#### Задания:
[a] Перепишите текст об Орлове от слов «Почему это не» до слов «охраняемую прикардонную зону.» включительно, поставив «иностранные газеты» вместо «финские газеты».
[b] Ответьте на вопросы по тексту об Орлове:
(i) В каком году появилась книга Орлова?
(ii) Какую должность занимал Николай Николаевич Крестинский?
(iii) Кто осуществлял литературную запись воспоминаний генерала М. Д. Бонч-Бруевича?
[c] Продолжите текст об Орлове, начав сразу после его последнего предложения.

═══ Текст страницы

Почему это не было сделано по горячим следам, сразу после бегства Орлова из Петрограда в 1918 году, точно неизвестно. Возможно, что ВЧК не досмотрела. Но, скорее всего, не хотели поднимать излишний шум, поскольку беглец был в близких отношениях с Николаем Николаевичем Крестинским, комиссаром юстиции Союза коммун Северной области, и даже с Феликсом Эдмундовичем Дзержинским, который к моменту ухода Орлова в Финляндию лишь два с небольшим месяца как вновь вернулся на должность председателя Всероссийской ЧК после отставки в связи с прямым участием чекистов, пусть и левых эсеров, в убийстве германского посла. К тому же финские газеты сообщили, что Орлов убит нашими пограничниками при попытке нелегально пересечь охраняемую прикардонную зону.
А вот почему не провели расследование после появления книги Орлова в 1929 году, остается загадкой. Ведь Владимир Бонч-Бруевич после кончины Ленина фактически отошел от активной государственной и партийной работы и мог быть допрошен без особого ущерба для имиджа политической элиты.
Анализ сохранившихся документов из знаменитого архива Орлова и других материалов позволяет нам почти со стопроцентной уверенностью утверждать, что отрекомендовал Орлова-Орлинского для устройства на советскую службу родной брат тогдашнего управделами СНК генерал Михаил Дмитриевич Бонч-Бруевич, неутомимый борец с немецкой агентурой в годы Первой мировой войны, всячески способствовавший деятельности следователя по особо важным делам и комиссии Батюшина. В своих воспоминаниях под заголовком «Вся власть Советам», напечатанных в 1958 году, генерал, естественно, не упомянул Орлова ни разу, а свои контакты с известным агентом английской разведки Сиднеем Рейли (о котором речь впереди) существенным образом исказил, поскольку отрицать их было невозможно после того, как британский шпион опубликовал свои воспоминания. При этом следует иметь в виду, что литературную запись воспоминаний М. Д. Бонч-Бревича осуществлял известный писатель-идеолог Илья Кремлев, выправивший текст в нужном плане.

══════
═══ Фрагмент набора данных

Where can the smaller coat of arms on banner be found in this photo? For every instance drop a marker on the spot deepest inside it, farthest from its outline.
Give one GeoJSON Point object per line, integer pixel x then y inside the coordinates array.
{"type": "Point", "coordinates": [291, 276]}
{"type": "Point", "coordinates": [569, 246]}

══════

#### Ответы:
[a]
Почему это не было сделано по горячим следам, сразу после бегства Орлова из Петрограда в 1918 году, точно неизвестно. Возможно, что ВЧК не досмотрела. Но, скорее всего, не хотели поднимать излишний шум, поскольку беглец был в близких отношениях с Николаем Николаевичем Крестинским, комиссаром юстиции Союза коммун Северной области, и даже с Феликсом Эдмундовичем Дзержинским, который к моменту ухода Орлова в Финляндию лишь два с небольшим месяца как вновь вернулся на должность председателя Всероссийской ЧК после отставки в связи с прямым участием чекистов, пусть и левых эсеров, в убийстве германского посла. К тому же иностранные газеты сообщили, что Орлов убит нашими пограничниками при попытке нелегально пересечь охраняемую прикардонную зону.

[b]
(i) В 1929 году.
(ii) Он был комиссаром юстиции Союза коммун Северной области.
(iii) Писатель-идеолог Илья Кремлев.

[c]
Но вернемся к В. Г. Орлову. Из аппарата Совнаркома он был направлен в распоряжение первого наркома юстиции Петра Ивановича Стучки и встречен последним, что называется, с распростертыми объятиями. У наркома с кадрами, тем более имеющими университетское юридическое образование, было туго, и назначение Орлова-Орлинского состоялось без всякой оттяжки, связанной с проверкой нового сотрудника. Да и что проверять — звонка из Совнаркома по тем временам хватало с лихвой.
И вот Орлов во главе 6-й уголовно-следственной комиссии. В первые месяцы советской власти различных следственных органов в столице существовало почти десяток. Работали они независимо друг от друга, зачастую параллельно, без четкого разграничения предмета ведения. Совнарком даже вынужден был принять специальное решение по данному поводу, в котором говорилось следующее: «Ознакомившись с положением дел в разных следственных комиссиях, СНК в целях упорядочения борьбы с контрреволюцией, саботажем и спекуляцией постановляет: «В Чрезвычайной комиссии концентрируется вся работа розыска, пресечения и предупреждения преступлений, все же дальнейшее ведение дел, ведение следствий и постановка дела на суд предоставляется следственной комиссии при трибунале».
Однако на практике выполнить это решение в первое время не удавалось. Данное обстоятельство здорово помогало Орлову — он мог, не работая официально в ВЧК (а после ее переезда в Москву в Петроградской ЧК), быть в курсе отдельных проводимых ею оперативных и следственных действий, добиваться передачи некоторых дел из Чрезвычайной комиссии в свою Комиссию, спасая тем самым попавших под подозрение своих соратников от возможного расстрела.
Чтобы еще более приблизиться к чекистам, Орлов в различных докладных записках старался поднять в глазах начальников значимость для молодой Республики Советов своей работы. Для примера приведем выдержку из одного составленного им документа: «Производя следствие по этого рода делам (спекулятивным и мошенническим. — А. 3.) — я все время обнаруживал систематическую утечку банковских ценностей за границу и устанавливал лиц — обычно крупных капиталистов и банкиров, кои принимали все меры к сокрытию своих капиталов за границу. Заграничные капиталисты шли им в этом отношении широко навстречу и покупали у русских банкиров аннулированные процентные бумаги и другие банковские ценности задним числом, чтобы своевременно от имени своих правительств предъявить их к оплате России. Считая, что подобного рода деяния являются преступлением государственным, я же вправе обследовать только преступления уголовные, все сведения по этого рода делам направлял по принадлежности Чрезвычайным комиссиям по борьбе с контрреволюцией и спекуляцией». В ВЧК должны были по достоинству оценить уровень понимания проблем опытным следователям.
Но пока чекистов удовлетворяла работа на поприще борьбы со шпионажем, контрабандой и утечкой валютных ценностей за границу созданного в январе 1918 года Контрразведывательного бюро ВЧК. История возникновения бюро, конкурирующего с руководимой Орловым уголовно-следственной комиссией, была такова.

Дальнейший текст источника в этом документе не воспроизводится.